* _Aim_
Which lines of the data below contain the word "shadow"? Return each of them in full, treating case as significant.

* _Data shown_
* * * * * * *

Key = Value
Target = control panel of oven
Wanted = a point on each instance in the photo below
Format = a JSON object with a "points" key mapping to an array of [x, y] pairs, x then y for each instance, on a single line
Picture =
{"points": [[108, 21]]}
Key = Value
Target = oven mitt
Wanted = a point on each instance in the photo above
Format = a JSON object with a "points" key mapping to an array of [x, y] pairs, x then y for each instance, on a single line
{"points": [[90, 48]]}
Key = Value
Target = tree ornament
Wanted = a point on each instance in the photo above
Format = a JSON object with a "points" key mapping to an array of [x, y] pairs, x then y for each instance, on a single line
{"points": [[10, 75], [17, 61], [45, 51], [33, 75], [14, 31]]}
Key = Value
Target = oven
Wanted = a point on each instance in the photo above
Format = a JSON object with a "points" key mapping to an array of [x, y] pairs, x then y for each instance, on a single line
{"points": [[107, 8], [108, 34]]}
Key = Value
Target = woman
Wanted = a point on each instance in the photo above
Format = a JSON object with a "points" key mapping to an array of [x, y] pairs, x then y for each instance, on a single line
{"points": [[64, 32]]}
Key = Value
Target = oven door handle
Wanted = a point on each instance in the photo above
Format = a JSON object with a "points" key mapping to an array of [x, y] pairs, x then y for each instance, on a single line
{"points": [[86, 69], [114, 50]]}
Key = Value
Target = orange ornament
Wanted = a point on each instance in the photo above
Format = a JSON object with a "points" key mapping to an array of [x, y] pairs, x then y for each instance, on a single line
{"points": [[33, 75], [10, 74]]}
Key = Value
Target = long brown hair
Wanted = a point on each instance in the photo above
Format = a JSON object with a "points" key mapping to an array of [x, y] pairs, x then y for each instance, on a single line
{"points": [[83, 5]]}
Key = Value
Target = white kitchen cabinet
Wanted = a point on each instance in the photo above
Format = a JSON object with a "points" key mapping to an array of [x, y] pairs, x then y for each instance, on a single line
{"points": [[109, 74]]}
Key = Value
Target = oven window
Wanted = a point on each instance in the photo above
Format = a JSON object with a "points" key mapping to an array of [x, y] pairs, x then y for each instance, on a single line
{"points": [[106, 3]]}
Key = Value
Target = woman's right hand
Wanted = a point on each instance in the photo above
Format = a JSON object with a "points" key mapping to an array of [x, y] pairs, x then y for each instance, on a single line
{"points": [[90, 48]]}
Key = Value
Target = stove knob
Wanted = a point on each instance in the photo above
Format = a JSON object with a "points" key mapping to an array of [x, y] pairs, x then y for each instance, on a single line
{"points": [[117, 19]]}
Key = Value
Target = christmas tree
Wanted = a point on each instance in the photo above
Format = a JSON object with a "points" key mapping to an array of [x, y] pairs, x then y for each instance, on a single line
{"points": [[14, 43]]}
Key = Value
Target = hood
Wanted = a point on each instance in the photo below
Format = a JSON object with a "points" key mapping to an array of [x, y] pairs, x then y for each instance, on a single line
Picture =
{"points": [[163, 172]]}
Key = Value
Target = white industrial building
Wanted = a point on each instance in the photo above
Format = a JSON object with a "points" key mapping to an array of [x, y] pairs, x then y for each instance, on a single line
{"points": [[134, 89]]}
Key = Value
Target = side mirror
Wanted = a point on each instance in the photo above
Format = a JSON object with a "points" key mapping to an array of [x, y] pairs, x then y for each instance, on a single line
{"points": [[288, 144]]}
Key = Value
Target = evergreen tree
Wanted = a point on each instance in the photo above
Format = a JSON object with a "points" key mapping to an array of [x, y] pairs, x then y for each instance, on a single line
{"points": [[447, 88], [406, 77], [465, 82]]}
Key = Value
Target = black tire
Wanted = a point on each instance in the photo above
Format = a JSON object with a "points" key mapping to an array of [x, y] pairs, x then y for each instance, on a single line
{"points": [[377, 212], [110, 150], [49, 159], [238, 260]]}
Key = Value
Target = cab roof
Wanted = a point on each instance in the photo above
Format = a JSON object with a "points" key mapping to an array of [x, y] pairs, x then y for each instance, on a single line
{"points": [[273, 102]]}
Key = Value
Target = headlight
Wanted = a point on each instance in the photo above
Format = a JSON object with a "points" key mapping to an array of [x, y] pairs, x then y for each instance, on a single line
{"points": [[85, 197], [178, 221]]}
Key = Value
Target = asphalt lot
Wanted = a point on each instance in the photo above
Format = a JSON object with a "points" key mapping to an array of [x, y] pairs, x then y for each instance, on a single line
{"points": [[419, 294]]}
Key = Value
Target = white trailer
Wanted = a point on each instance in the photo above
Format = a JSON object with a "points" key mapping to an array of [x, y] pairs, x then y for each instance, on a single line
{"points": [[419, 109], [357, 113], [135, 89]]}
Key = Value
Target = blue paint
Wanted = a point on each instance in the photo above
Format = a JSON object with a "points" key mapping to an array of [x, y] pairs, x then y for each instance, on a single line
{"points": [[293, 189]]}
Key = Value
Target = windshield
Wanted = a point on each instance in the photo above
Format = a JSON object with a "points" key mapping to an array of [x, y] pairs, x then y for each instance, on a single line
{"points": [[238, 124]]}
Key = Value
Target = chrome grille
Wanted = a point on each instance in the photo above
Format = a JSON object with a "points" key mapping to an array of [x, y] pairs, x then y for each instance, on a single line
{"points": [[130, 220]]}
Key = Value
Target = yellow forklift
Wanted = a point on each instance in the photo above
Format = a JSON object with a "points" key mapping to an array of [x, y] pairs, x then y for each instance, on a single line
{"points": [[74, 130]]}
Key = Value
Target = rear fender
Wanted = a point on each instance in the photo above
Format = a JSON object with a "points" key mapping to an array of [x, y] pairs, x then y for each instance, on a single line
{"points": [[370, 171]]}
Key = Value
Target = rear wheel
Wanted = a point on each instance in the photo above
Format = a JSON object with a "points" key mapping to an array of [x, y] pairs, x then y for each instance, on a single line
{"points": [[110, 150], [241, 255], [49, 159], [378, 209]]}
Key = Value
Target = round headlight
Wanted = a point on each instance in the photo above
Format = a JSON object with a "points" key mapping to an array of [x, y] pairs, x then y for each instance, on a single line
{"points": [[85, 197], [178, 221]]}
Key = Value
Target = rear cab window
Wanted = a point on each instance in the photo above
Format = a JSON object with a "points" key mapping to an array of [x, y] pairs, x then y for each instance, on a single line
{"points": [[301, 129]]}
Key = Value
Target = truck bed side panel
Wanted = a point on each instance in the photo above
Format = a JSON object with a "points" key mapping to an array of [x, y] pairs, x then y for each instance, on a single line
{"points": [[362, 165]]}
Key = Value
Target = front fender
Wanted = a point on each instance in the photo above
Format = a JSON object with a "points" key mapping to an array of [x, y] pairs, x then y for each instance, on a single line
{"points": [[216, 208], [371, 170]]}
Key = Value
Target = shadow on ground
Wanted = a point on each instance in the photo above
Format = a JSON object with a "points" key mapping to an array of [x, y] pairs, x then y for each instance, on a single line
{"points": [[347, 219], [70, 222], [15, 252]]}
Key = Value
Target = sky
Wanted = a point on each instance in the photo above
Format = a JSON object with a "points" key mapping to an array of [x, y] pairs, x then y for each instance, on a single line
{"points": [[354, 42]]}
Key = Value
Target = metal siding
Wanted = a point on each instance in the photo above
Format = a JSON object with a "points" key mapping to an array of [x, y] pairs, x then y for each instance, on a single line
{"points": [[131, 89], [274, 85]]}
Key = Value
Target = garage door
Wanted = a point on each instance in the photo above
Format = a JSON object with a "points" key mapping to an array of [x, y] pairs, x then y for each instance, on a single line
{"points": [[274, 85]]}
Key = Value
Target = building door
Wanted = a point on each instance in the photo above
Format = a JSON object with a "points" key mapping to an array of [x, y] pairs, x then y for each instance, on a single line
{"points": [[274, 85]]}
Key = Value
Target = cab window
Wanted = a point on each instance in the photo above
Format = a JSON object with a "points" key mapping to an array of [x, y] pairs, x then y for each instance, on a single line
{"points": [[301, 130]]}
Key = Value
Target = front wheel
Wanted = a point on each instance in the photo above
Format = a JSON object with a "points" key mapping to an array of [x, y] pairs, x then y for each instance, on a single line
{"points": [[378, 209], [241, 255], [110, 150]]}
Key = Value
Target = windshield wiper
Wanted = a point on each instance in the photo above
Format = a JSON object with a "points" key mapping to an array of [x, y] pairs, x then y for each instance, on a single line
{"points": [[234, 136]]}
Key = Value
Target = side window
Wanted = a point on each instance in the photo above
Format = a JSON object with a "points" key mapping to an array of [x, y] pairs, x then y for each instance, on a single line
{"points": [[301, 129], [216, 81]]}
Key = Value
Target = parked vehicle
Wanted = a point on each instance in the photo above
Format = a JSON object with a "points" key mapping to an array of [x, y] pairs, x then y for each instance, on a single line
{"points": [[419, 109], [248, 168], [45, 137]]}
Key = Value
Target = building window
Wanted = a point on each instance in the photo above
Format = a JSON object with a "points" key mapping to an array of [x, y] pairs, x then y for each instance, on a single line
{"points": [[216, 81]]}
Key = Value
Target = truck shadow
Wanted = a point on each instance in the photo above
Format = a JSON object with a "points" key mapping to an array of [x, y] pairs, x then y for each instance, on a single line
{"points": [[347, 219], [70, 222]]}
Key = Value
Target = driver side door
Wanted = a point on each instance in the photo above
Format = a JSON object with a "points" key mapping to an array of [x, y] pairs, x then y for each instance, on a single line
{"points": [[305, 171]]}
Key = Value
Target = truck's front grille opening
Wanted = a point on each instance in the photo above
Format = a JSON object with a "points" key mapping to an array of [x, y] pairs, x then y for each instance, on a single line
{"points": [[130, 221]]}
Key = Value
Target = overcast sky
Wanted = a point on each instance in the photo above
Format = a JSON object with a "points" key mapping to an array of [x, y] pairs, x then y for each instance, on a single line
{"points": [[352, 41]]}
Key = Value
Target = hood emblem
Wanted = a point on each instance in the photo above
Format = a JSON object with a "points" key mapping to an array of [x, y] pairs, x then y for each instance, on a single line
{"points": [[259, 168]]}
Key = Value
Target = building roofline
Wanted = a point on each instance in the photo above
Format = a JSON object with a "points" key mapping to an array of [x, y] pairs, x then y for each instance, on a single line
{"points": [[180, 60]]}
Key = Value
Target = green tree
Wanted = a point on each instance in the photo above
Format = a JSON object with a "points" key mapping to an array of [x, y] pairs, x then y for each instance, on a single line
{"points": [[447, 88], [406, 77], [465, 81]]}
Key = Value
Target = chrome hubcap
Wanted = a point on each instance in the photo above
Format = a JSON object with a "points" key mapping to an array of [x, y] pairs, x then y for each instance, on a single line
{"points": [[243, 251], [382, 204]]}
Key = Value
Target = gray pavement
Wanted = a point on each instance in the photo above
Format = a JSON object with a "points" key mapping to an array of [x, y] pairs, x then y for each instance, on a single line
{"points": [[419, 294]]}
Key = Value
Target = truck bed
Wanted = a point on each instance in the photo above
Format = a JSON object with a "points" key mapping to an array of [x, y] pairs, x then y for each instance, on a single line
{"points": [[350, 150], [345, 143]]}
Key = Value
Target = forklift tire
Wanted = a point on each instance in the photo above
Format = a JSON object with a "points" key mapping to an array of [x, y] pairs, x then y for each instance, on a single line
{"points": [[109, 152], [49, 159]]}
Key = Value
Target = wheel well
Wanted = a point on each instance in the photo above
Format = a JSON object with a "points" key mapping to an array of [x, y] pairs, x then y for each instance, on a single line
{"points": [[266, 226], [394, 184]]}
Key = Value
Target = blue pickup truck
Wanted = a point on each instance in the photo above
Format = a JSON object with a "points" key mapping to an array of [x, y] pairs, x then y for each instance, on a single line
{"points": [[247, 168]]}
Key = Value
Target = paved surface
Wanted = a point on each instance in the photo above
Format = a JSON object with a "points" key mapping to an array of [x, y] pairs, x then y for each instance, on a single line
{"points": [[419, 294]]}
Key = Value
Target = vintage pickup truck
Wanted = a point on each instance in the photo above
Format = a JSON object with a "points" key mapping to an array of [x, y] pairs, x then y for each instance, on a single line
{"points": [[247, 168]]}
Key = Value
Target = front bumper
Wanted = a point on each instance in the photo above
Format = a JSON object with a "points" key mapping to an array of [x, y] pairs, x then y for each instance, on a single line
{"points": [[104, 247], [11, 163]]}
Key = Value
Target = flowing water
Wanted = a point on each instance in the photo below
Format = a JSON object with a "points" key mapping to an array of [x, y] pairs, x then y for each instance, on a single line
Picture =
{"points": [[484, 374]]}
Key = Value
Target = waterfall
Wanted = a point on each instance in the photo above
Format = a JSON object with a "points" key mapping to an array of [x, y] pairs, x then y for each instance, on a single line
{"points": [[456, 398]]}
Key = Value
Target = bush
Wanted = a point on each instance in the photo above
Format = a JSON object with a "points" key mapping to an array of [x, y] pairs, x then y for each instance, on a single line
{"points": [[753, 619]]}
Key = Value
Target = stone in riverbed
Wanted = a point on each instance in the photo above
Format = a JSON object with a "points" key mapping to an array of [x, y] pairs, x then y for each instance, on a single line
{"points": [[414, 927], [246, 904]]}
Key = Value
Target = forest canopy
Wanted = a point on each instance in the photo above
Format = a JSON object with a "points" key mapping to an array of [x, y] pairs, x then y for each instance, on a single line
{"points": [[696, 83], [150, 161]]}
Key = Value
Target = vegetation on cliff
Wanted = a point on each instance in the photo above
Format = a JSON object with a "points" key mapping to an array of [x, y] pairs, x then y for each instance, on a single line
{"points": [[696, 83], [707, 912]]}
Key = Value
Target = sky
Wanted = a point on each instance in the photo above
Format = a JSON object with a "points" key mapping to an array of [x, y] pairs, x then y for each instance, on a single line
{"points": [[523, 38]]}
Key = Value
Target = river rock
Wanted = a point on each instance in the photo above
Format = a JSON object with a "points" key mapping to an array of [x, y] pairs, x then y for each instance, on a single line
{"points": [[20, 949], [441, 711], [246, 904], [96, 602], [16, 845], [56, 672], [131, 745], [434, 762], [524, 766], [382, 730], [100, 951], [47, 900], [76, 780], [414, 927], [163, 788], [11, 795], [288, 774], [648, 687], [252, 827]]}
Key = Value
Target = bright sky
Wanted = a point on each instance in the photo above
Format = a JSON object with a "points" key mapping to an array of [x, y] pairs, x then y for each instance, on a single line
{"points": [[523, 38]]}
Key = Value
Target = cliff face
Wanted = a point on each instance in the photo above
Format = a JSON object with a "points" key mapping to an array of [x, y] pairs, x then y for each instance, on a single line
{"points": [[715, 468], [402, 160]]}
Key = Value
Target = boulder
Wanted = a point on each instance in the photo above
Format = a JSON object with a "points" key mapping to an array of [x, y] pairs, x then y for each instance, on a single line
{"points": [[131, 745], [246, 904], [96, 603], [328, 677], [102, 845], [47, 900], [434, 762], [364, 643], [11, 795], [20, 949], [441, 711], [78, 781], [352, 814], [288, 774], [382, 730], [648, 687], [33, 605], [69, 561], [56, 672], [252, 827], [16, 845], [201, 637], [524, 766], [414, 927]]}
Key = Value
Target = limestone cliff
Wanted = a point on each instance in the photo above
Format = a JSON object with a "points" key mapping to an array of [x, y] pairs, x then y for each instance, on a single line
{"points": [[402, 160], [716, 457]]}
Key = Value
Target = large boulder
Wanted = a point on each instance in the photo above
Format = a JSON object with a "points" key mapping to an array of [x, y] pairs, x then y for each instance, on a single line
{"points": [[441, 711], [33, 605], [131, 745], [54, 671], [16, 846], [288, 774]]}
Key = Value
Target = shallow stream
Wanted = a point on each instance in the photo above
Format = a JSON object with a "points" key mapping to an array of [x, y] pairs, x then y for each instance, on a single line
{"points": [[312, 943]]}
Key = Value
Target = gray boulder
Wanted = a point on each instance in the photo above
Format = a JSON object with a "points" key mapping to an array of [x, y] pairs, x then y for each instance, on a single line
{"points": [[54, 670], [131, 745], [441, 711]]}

* * * * * * *

* _Task solution_
Target = shadow on ground
Target = truck shadow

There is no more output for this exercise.